* BEGIN Dataset records *

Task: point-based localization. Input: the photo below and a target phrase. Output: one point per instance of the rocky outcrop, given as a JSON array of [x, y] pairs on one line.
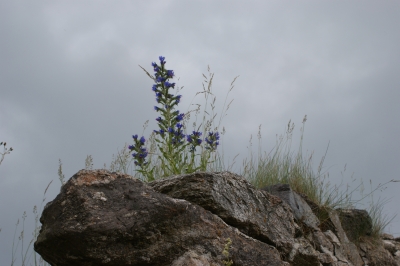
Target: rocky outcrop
[[104, 218]]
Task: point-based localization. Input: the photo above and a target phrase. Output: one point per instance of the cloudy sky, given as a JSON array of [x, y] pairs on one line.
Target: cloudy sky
[[71, 85]]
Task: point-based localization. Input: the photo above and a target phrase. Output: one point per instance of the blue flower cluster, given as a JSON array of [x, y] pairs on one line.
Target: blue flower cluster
[[169, 122], [140, 152]]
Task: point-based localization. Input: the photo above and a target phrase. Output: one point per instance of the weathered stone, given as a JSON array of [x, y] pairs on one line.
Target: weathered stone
[[377, 255], [387, 236], [104, 218], [301, 210], [355, 223], [303, 254], [322, 242], [389, 246], [254, 212]]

* END Dataset records *

The task.
Convert the items above into a two-column CSV with the headers item and answer, one row per item. Put each item's text and its answer in one quoted field each, replace line breaks with spaces, and leave out the pictures.

Answer for this exercise.
item,answer
"Task: point-based localization. Input: the photo below and a target phrase. Output: one point per instance of the rocky outcrop, given as a JSON array of [x, y] pairs on one line. Target: rocky outcrop","[[104, 218]]"
"Task: point-based localization. Input: the photo above and a target phrase. Output: one point per instance of the cloudy sky, given as a JSON array of [x, y] pairs on one line. Target: cloudy sky","[[71, 85]]"
"Task: point-based localization. Input: the photo above and a target phrase. Output: one point per instance of the blue flower cluster, given as a JSON array of [x, y] pairs on one line. Target: blue flower cluster","[[169, 122], [140, 152]]"
"Task: point-based localization. Input: the photo above and a target phrase. Output: one point per instance of the weathered stone, given as a JSON array of [x, y] pairs on one line. Target: weathered stone","[[377, 255], [387, 236], [104, 218], [301, 210], [355, 223], [303, 254], [322, 242], [389, 246], [254, 212]]"